*EXERCISE AIM:* Taking the line that contains "Target: red goalkeeper shorts" as the first, copy exactly every line through the last line of the records, and nothing else.

*DATASET ENTRIES:*
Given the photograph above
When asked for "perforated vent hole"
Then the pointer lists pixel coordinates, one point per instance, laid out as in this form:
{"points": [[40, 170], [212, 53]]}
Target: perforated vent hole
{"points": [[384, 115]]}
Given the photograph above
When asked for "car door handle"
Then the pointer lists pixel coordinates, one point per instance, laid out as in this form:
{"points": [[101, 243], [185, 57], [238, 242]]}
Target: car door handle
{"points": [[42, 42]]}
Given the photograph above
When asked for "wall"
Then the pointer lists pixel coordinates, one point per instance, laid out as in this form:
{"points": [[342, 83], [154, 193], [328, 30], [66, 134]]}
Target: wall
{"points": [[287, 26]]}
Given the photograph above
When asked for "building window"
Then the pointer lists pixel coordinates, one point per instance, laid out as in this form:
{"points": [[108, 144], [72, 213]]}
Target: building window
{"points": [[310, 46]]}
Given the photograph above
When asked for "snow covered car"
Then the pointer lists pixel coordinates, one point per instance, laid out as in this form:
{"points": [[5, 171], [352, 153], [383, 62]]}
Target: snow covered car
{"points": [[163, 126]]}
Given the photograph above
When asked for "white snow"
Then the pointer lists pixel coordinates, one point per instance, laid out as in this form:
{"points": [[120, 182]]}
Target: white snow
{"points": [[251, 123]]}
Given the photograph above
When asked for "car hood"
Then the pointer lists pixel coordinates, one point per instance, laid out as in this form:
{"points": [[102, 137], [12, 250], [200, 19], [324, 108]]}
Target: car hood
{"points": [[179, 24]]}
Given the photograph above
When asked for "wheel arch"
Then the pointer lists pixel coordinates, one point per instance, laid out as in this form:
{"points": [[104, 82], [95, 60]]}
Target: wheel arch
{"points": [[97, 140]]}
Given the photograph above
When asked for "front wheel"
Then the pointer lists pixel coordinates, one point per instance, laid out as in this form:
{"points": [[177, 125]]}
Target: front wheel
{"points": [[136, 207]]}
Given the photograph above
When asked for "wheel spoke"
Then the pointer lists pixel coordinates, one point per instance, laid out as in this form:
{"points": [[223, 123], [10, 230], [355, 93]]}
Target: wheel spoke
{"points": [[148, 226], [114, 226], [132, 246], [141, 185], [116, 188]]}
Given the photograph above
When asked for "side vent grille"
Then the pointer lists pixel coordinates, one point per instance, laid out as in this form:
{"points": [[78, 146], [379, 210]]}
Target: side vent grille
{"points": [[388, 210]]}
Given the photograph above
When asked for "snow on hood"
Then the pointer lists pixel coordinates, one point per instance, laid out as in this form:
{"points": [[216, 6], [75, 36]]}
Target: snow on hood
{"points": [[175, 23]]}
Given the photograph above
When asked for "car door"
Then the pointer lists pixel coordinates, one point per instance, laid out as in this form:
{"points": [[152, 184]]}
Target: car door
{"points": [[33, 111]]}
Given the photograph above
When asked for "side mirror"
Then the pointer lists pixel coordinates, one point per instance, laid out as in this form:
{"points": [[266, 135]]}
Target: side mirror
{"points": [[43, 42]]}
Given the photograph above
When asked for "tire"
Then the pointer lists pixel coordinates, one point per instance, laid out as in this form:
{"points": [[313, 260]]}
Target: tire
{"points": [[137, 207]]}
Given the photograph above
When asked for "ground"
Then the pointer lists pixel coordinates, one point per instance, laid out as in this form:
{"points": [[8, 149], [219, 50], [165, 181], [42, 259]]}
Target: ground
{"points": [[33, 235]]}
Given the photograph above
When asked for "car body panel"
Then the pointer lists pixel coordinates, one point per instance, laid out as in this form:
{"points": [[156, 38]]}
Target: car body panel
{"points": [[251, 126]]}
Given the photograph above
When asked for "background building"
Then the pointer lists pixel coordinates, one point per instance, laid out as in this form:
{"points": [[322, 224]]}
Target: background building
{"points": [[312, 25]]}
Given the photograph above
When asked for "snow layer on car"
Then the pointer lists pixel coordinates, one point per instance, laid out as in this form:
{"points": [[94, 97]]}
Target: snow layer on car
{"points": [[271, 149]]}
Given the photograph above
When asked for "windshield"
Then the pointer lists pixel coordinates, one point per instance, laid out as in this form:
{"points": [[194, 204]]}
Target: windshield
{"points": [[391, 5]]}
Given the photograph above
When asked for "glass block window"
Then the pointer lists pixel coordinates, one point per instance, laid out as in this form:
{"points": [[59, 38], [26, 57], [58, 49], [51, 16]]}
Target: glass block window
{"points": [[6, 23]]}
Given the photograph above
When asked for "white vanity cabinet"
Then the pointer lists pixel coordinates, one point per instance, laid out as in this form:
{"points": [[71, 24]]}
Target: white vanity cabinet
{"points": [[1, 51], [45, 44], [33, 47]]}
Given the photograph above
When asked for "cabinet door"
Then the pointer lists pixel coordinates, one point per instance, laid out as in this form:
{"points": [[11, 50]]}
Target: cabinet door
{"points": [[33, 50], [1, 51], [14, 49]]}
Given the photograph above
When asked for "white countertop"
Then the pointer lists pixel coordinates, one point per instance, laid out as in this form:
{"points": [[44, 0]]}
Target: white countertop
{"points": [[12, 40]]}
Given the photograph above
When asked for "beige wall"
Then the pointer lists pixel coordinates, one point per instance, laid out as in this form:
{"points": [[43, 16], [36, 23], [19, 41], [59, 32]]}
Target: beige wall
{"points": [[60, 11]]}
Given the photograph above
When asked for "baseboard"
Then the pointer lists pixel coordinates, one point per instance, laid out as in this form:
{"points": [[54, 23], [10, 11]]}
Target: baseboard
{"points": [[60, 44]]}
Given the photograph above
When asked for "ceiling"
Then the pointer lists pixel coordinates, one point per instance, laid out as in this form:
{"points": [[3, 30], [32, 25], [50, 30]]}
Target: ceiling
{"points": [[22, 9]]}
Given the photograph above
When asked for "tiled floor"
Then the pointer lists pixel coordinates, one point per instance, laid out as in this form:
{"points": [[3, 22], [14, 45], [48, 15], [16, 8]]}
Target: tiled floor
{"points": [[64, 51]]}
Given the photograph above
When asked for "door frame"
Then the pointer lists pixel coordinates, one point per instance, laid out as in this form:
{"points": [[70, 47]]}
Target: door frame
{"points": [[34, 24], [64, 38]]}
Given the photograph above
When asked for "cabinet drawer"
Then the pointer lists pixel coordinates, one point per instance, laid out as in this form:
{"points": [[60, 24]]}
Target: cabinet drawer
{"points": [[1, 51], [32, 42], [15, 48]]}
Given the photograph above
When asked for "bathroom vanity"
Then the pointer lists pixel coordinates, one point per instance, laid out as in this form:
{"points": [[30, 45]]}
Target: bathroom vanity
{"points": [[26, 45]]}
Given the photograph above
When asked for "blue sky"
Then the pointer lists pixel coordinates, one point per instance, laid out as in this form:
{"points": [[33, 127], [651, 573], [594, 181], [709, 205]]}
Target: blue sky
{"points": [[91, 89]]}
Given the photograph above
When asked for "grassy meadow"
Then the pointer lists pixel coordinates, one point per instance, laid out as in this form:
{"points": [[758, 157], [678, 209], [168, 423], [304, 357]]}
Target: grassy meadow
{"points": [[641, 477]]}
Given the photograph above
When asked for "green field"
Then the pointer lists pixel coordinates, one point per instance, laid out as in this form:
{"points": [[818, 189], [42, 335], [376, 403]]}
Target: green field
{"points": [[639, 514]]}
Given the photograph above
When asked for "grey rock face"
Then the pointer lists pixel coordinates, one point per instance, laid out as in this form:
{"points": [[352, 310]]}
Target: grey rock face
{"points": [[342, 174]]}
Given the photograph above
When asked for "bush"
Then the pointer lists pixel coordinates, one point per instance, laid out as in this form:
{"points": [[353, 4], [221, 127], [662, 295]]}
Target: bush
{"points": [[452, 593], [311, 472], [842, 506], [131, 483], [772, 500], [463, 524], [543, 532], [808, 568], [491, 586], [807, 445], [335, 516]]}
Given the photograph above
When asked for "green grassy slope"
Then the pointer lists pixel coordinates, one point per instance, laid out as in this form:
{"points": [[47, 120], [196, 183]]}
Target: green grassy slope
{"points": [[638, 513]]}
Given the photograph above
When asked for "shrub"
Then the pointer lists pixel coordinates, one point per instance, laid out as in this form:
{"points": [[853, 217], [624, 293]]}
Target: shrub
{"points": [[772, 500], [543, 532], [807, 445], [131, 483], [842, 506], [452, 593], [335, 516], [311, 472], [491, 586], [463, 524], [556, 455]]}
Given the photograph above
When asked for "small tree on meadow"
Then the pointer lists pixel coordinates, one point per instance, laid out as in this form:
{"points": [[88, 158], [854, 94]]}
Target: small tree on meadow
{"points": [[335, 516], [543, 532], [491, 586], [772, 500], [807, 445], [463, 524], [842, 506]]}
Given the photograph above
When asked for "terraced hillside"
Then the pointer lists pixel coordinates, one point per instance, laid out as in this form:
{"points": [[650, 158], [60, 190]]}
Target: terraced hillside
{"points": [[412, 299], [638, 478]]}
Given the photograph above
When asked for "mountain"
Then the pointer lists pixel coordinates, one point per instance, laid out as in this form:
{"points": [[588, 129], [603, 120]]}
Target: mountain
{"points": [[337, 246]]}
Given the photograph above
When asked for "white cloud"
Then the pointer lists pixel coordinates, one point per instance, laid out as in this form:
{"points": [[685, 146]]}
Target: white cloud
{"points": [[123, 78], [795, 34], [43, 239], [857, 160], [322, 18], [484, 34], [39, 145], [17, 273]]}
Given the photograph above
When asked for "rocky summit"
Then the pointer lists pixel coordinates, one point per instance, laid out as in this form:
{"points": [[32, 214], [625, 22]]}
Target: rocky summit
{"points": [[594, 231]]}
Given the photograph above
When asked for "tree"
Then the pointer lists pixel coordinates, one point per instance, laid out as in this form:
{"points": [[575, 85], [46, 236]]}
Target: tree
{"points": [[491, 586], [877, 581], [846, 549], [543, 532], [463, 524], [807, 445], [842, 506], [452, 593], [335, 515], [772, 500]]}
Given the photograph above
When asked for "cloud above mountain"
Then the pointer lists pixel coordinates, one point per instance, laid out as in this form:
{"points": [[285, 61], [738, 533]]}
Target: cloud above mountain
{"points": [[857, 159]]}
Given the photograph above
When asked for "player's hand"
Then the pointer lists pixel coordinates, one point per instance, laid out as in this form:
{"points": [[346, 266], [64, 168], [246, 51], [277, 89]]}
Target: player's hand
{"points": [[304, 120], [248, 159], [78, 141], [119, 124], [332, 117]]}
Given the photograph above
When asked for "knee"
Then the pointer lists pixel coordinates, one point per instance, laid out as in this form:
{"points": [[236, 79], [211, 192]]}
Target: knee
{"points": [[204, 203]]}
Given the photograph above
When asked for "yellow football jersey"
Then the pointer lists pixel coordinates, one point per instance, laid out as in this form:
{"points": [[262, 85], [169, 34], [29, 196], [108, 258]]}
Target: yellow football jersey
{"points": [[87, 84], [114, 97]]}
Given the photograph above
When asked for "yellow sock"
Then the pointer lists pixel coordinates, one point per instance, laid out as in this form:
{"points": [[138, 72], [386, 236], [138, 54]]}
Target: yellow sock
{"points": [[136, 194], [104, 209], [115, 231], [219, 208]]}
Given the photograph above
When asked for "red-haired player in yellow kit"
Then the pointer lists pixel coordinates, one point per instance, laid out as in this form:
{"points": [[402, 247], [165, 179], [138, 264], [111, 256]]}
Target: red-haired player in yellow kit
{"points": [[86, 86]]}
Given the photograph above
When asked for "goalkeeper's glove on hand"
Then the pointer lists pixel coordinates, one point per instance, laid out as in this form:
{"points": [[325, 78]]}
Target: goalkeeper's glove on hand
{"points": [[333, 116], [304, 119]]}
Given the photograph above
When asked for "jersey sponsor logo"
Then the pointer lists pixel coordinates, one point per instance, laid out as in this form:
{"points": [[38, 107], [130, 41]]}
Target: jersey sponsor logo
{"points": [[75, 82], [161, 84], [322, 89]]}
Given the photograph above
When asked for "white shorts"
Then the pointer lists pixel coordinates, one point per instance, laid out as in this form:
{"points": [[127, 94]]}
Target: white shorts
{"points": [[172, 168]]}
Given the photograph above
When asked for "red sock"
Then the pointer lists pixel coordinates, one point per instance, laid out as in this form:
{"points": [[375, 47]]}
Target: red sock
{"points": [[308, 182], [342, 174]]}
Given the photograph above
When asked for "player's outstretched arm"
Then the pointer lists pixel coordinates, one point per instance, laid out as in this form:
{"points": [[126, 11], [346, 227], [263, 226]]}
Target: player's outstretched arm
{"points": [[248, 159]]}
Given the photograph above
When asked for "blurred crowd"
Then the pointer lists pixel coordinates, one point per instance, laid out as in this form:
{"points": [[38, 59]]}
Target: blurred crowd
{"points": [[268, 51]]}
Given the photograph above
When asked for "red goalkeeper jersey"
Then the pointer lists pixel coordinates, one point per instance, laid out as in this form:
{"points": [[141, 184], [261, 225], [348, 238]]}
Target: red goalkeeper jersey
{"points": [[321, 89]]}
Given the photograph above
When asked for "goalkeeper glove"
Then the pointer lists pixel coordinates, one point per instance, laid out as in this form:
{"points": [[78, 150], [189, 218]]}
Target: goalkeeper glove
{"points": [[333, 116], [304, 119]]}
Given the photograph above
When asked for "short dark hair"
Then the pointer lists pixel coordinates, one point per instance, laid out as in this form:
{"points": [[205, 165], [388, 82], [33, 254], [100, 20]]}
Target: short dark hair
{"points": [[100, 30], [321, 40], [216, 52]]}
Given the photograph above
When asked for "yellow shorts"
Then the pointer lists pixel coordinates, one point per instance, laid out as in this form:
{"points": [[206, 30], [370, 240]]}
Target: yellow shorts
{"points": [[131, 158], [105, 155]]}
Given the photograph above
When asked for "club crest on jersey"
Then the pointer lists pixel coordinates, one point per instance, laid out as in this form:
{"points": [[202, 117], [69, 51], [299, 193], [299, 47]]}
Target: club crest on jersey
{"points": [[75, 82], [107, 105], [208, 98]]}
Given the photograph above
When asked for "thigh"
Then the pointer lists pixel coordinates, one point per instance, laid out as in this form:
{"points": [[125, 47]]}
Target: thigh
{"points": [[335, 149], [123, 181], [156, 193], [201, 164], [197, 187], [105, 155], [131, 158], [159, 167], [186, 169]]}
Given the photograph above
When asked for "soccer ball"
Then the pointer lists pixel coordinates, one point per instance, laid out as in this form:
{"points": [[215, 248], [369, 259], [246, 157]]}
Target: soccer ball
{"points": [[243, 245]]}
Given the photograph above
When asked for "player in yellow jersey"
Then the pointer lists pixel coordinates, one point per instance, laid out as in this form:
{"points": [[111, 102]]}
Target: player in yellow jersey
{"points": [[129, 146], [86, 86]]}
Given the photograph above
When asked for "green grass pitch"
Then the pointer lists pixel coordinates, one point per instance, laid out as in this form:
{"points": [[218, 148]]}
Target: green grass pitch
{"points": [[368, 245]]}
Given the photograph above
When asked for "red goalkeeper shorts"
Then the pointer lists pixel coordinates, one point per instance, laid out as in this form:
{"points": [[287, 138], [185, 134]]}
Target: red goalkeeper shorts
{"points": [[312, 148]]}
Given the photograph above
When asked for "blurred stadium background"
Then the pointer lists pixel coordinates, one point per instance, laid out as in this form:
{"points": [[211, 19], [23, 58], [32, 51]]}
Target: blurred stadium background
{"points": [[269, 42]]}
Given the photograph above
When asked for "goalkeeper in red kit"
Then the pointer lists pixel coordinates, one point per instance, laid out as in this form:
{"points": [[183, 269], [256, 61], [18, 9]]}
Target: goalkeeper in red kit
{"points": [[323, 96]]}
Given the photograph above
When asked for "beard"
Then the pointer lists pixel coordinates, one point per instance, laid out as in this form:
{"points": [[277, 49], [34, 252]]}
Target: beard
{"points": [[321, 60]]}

*SOLUTION FOR THIS PROBLEM:*
Target: red goalkeeper shorts
{"points": [[312, 148]]}
Given the photograph above
When asked for "blurred stadium background"
Then the pointer lists pixel coordinates, one point per instance, laid out as in this form:
{"points": [[211, 19], [23, 58], [32, 51]]}
Target: blurred stadium background
{"points": [[269, 42]]}
Given the photograph above
When asked for "goalkeeper in red kit"
Then the pointer lists pixel coordinates, one point per instance, laid out as in this form:
{"points": [[183, 269], [256, 61], [18, 9]]}
Target: goalkeeper in red kit
{"points": [[323, 96]]}
Given the photograph above
When asked for "beard"
Then the pointer lists pixel coordinates, one point per instance, laid out as in this form:
{"points": [[277, 49], [34, 252]]}
Target: beard
{"points": [[321, 60]]}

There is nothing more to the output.